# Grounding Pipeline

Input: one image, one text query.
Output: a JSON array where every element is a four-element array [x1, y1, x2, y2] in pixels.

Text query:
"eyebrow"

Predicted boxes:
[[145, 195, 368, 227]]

· · · · ·

▶ [GOAL OF THE EXERCISE]: Convert the records above into a JSON list of strings, one string for each line, leaving out blank lines.

▶ [FINAL RESULT]:
[
  "# Grounding Pipeline",
  "Input: one image, one text query.",
  "Output: a JSON array where every element is a four-element array [x1, y1, x2, y2] in pixels.",
  "Text query:",
  "\"eyebrow\"",
  "Predicted boxes:",
  "[[145, 195, 368, 227]]"
]